=== THE RECORDS ===
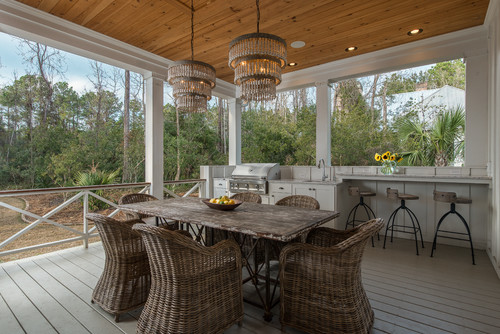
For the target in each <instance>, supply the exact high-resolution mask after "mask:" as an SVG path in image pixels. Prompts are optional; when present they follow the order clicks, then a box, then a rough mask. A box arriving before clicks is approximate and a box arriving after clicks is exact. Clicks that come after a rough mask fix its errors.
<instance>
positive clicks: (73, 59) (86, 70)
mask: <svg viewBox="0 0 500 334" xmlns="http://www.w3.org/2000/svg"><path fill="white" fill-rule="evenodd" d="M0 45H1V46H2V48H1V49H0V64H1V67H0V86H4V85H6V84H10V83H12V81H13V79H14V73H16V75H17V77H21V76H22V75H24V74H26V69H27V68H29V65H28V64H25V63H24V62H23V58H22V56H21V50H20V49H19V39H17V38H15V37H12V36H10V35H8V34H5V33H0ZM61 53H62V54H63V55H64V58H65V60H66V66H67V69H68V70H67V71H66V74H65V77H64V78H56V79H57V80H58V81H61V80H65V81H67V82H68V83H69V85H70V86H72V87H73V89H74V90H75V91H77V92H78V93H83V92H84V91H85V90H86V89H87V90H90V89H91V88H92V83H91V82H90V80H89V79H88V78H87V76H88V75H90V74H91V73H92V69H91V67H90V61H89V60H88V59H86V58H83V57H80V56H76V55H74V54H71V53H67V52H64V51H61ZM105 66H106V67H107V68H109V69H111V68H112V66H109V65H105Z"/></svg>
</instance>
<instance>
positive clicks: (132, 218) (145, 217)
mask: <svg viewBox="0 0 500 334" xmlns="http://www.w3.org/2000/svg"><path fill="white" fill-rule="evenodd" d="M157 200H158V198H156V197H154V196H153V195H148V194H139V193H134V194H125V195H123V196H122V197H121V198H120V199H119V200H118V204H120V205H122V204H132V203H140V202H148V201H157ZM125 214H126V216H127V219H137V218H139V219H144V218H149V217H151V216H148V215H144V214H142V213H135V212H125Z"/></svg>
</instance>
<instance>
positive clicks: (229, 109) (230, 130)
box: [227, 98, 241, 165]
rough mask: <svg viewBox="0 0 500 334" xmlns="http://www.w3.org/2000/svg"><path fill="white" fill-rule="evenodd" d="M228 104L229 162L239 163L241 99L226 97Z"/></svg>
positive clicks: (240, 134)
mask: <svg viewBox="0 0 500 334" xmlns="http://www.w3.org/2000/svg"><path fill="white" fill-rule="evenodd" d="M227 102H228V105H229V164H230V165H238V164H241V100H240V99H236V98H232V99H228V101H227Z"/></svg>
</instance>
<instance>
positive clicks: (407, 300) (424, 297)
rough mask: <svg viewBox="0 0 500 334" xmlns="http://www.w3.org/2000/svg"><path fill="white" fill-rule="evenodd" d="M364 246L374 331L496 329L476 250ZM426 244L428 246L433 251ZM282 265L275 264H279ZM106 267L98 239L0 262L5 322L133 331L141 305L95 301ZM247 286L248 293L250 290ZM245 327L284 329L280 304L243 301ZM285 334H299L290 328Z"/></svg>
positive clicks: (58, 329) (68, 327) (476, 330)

=== EXERCISE PROMPT ===
Would you copy every line of the entries that includes the word "rough"?

=== TASK SOLUTION ===
For the target in each <instance>, supply the exact high-resolution mask after "mask:" as an SVG path in image pixels. Prompts are optional; when present they follow the order clicks, then a box, then a rough mask. A box arriving before clicks is approximate and a box arriving after clicks is exact. Clicks that come after a rough mask fix its errors.
rough mask: <svg viewBox="0 0 500 334" xmlns="http://www.w3.org/2000/svg"><path fill="white" fill-rule="evenodd" d="M228 104L229 162L239 163L241 99L226 97Z"/></svg>
rough mask: <svg viewBox="0 0 500 334" xmlns="http://www.w3.org/2000/svg"><path fill="white" fill-rule="evenodd" d="M364 246L374 331L496 329L476 250ZM426 244L428 246L433 251ZM282 265L275 264H279ZM106 267L98 239L0 262L5 322L133 331L141 305L95 301ZM247 286L248 293L250 290ZM245 327L284 329L280 304L243 301ZM285 334H299L290 328Z"/></svg>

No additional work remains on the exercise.